#### WHAT YOU SHOULD DO:
Locate the word "ornamental" in the data below, then copy every line that holds it.

>>

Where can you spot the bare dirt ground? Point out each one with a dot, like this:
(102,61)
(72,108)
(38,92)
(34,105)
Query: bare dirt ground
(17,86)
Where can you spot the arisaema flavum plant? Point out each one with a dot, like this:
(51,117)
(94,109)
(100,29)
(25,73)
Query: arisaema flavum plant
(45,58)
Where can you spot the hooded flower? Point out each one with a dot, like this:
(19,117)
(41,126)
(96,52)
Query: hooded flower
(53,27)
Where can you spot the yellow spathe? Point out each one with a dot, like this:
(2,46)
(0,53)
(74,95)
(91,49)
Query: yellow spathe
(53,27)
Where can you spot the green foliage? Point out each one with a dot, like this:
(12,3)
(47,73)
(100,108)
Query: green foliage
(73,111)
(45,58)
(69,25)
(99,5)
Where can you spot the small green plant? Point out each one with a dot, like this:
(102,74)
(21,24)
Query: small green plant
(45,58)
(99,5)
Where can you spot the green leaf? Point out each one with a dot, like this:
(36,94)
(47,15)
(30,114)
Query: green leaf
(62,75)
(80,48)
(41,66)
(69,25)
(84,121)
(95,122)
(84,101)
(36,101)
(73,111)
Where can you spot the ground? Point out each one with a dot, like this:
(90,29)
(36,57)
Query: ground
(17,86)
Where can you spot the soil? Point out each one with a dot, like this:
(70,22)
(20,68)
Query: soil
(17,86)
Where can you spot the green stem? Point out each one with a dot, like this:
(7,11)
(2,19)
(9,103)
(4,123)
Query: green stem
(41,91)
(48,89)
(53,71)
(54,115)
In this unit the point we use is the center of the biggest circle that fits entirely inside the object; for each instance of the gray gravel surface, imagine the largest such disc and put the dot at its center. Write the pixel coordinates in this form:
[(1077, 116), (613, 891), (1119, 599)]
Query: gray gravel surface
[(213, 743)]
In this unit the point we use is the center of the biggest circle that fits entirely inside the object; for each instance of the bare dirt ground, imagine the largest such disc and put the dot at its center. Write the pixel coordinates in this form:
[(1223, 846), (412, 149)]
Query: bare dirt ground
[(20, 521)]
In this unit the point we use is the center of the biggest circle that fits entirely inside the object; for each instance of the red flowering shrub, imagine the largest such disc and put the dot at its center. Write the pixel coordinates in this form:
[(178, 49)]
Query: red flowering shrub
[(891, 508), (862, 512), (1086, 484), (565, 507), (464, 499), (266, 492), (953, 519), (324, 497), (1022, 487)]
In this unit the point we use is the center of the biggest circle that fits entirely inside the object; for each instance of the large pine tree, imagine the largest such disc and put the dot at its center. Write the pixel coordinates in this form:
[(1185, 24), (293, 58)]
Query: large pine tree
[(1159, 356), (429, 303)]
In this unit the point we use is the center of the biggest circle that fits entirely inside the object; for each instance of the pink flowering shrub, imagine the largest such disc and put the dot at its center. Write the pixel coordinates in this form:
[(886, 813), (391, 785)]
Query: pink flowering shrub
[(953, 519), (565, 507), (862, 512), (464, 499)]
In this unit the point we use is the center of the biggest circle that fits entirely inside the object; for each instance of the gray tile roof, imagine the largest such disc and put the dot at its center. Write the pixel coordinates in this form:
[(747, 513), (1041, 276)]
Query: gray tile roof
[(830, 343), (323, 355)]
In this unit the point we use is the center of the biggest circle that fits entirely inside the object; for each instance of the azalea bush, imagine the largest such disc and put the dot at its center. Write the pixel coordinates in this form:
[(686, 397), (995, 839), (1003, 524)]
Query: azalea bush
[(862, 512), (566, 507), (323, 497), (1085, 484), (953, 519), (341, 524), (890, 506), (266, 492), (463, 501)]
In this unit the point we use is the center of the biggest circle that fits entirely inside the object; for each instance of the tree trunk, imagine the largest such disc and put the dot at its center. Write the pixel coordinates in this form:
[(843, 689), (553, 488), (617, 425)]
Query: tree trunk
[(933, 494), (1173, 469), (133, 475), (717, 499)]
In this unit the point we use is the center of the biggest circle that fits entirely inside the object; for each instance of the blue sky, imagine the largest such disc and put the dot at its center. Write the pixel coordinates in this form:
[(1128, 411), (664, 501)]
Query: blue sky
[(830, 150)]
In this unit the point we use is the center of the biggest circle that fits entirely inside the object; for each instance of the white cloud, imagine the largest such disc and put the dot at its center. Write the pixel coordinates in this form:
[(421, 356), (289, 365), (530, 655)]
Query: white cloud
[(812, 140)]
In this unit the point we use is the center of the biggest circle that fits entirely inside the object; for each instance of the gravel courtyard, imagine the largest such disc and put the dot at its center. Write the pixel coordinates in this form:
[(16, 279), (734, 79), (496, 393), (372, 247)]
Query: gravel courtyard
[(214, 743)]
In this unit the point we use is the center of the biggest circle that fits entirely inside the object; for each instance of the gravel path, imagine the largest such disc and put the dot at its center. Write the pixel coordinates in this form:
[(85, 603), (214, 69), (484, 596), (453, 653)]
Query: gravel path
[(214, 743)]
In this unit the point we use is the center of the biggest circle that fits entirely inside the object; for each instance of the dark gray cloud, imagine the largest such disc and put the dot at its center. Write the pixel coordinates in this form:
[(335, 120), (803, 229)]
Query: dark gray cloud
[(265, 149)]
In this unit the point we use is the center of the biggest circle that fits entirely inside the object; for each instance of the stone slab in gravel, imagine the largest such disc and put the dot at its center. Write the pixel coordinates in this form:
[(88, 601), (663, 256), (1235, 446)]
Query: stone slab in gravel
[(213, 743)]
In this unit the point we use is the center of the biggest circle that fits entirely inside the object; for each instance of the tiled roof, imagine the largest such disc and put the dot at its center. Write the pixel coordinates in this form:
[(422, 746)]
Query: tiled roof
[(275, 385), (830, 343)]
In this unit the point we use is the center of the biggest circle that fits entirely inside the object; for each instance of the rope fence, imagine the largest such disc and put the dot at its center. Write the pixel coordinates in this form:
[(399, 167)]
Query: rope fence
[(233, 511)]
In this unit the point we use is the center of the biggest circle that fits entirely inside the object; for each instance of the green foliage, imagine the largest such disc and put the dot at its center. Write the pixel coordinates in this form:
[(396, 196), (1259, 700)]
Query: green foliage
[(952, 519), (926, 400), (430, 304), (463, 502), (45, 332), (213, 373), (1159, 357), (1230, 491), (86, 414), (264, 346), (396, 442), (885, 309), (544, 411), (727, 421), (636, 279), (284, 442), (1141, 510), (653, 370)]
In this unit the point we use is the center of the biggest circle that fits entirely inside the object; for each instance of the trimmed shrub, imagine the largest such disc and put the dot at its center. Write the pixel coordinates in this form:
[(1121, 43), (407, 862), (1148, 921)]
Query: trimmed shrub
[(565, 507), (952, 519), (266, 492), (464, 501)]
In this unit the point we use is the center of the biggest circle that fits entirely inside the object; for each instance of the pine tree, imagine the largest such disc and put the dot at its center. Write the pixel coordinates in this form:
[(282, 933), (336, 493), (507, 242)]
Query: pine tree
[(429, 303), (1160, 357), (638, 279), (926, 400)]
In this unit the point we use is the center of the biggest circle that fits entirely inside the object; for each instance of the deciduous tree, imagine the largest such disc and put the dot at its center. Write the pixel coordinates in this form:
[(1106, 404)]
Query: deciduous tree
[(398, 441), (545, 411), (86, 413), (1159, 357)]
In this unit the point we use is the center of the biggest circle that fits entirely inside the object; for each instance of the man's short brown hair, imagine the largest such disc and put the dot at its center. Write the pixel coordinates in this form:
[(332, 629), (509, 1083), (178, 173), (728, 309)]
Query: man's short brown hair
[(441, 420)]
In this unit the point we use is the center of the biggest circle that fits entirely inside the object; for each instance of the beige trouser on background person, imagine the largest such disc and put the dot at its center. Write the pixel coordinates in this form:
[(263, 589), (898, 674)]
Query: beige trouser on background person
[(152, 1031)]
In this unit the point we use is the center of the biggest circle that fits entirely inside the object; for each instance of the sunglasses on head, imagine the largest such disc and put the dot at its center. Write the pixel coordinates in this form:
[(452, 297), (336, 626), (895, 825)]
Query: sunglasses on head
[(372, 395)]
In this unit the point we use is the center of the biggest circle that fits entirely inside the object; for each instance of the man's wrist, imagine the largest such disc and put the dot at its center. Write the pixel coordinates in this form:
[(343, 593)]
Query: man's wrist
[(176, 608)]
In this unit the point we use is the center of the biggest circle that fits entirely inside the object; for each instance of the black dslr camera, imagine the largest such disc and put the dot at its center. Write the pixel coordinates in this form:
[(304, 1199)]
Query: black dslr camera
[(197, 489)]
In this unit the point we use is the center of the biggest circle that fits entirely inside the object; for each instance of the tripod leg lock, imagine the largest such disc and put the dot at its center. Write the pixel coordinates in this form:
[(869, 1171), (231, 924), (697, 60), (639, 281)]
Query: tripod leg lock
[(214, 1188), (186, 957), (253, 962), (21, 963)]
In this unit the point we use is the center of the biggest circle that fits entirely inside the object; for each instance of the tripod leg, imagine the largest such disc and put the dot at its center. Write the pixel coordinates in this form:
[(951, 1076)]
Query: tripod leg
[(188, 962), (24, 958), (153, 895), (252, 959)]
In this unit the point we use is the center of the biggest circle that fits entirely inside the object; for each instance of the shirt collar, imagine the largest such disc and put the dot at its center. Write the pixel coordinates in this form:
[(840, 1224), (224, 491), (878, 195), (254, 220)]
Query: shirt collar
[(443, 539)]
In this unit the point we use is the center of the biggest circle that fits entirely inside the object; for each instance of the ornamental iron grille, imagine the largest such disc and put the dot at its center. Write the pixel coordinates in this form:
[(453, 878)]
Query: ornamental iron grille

<<

#### ANSWER FOR THIS EXERCISE:
In this unit the point we use is the center of the biggest circle that fits entirely inside the object; for each instance of the ornamental iron grille, imagine the largest such disc and put the dot at its center. Write the pixel coordinates in this form:
Query: ornamental iron grille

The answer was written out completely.